Problem description: Every entry in the data is to be written out exactly; no picture belongs in the copy.

Dataset entries
++++++++++
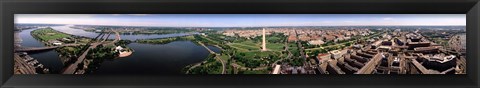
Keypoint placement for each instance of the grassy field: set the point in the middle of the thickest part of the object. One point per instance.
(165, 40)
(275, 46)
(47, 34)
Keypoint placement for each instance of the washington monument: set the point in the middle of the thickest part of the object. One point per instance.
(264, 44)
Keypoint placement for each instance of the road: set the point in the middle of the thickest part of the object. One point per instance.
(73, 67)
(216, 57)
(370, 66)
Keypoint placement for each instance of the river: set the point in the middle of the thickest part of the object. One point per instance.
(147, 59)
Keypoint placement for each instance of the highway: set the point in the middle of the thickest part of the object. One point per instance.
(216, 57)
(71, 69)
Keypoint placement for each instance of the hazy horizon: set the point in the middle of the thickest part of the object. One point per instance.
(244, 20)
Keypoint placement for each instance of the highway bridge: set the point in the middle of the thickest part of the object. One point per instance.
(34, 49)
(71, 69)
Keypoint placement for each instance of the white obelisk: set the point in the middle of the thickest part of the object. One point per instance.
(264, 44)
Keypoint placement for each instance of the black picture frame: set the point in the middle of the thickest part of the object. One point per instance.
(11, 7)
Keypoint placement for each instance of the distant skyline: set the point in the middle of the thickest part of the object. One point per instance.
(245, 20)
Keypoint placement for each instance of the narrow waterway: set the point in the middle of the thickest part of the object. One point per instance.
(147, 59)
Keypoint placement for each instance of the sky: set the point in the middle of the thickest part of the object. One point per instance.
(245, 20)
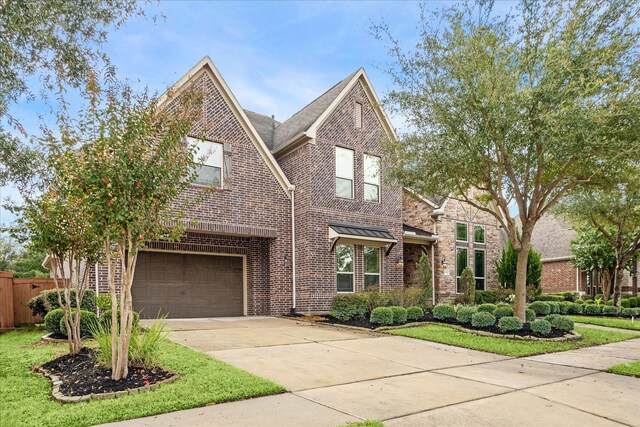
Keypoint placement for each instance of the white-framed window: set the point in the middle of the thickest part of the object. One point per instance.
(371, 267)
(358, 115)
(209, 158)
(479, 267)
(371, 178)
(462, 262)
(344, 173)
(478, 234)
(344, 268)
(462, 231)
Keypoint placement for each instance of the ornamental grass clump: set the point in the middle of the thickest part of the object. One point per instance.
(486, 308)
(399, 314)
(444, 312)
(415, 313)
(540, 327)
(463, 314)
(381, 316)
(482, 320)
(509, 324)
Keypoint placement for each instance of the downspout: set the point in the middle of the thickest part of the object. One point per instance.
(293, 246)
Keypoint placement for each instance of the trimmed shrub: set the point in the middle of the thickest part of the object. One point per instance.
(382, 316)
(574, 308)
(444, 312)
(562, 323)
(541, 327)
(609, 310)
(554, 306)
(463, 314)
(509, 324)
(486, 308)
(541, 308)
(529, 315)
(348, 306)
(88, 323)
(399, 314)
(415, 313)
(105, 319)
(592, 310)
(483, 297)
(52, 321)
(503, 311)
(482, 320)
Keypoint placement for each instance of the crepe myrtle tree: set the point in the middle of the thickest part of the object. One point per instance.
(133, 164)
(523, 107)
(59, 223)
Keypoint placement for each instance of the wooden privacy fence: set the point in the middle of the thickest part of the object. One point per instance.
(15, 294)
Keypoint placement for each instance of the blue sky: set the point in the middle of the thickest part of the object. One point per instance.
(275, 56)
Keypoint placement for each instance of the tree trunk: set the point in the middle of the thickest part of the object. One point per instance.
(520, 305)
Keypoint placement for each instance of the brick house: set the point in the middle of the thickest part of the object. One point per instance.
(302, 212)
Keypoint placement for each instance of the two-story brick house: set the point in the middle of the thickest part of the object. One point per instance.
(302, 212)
++++++++++
Written solution:
Keypoint placement for each instance of the grassy field: set the point in the middle of the thickest part of the object. One point per instance.
(165, 40)
(275, 46)
(47, 34)
Keypoint placement for each instance of the washington monument: set the point in the middle of the thickest part of the object. One point per instance.
(264, 44)
Keypoint placement for each instance of the road: set the point in the middle of the thickest part of the object. One point per instance.
(73, 67)
(216, 57)
(370, 66)
Keypoint placement for each instance of the river: set the point in the middle of the thickest part of the object. One point per instance.
(147, 59)
Keypoint placement for each instance of the highway: set the point in the middle of the thickest part of the object. One point per instance.
(216, 57)
(71, 69)
Keypoint placement for each instance of the hazy horizon: set the point in the middle of the thickest part of the object. One point per instance.
(244, 20)
Keypoint placement for each instance of the highway bridge: set the point in the middle of the thickest part of the object. One point per instance.
(34, 49)
(71, 69)
Keypoint placement for each instance of the white obelisk: set the point in the middle of the thickest part of the object. One point per instance.
(264, 44)
Keypoint placement for each instance of the black picture frame: set the point in the middle of the thickest part of the object. One point per instance.
(11, 7)
Keypoint placement for each instance of the distant skyline: set the point in the middle of the thickest part of the object. One point per instance.
(245, 20)
Keypoint placement for each instance of the narrow waterway: set the point in the middle of the thickest part of the object. One point per instance.
(147, 59)
Keypoint placement for each instance of the sky: set the point in the middle of the thickest part of the object. One point per instance.
(245, 20)
Keypoint placement for each instance of the white-framed window: set the point in the middle of the thickest part of the object. One point per instance.
(371, 267)
(358, 115)
(209, 158)
(479, 267)
(371, 178)
(462, 262)
(344, 173)
(478, 234)
(344, 268)
(462, 231)
Keypoint placement for each instance of the ornamental grass clump: set the point in the middle of the thickest part of the object. One point per instance.
(486, 308)
(399, 314)
(444, 312)
(415, 313)
(540, 327)
(463, 314)
(381, 316)
(482, 320)
(509, 324)
Keypoint placement for each instance of the downspout: set the point in the middle of the thickest part of the object. One point per instance.
(293, 246)
Keypoint placement for each instance of the trimmed shrub: set the point in the middle of the thickest part of the object. One point per instance.
(382, 316)
(574, 308)
(444, 312)
(562, 323)
(541, 327)
(609, 310)
(554, 306)
(463, 314)
(509, 324)
(486, 308)
(541, 308)
(529, 315)
(348, 306)
(88, 323)
(399, 314)
(415, 313)
(105, 319)
(592, 310)
(483, 297)
(52, 321)
(503, 311)
(482, 320)
Keypoint placement for each instance of the crepe myrtle tree: set the point in the middle of the thickest part of the object. One point per instance.
(133, 164)
(523, 107)
(59, 223)
Keypoint placement for each instance of the wooden privacy fence: set the point in the middle of the thickest part of the object. One point per instance.
(15, 294)
Keypoint placement for each instance of the blue sky: set the point in the middle of the thickest part of the object. One point per instance.
(275, 56)
Keypoint placement for each instance of the tree trunk: set the point in the middle of the thickest part of the object. One point per instance.
(520, 305)
Keypoint placement for each instance of the brick house: set the point in the middle of the thickest part of the object. One point per instance.
(302, 212)
Keypoint placement for each instance of the two-story brick house: set the point in the middle of the thickest part of the object. One point per instance.
(302, 212)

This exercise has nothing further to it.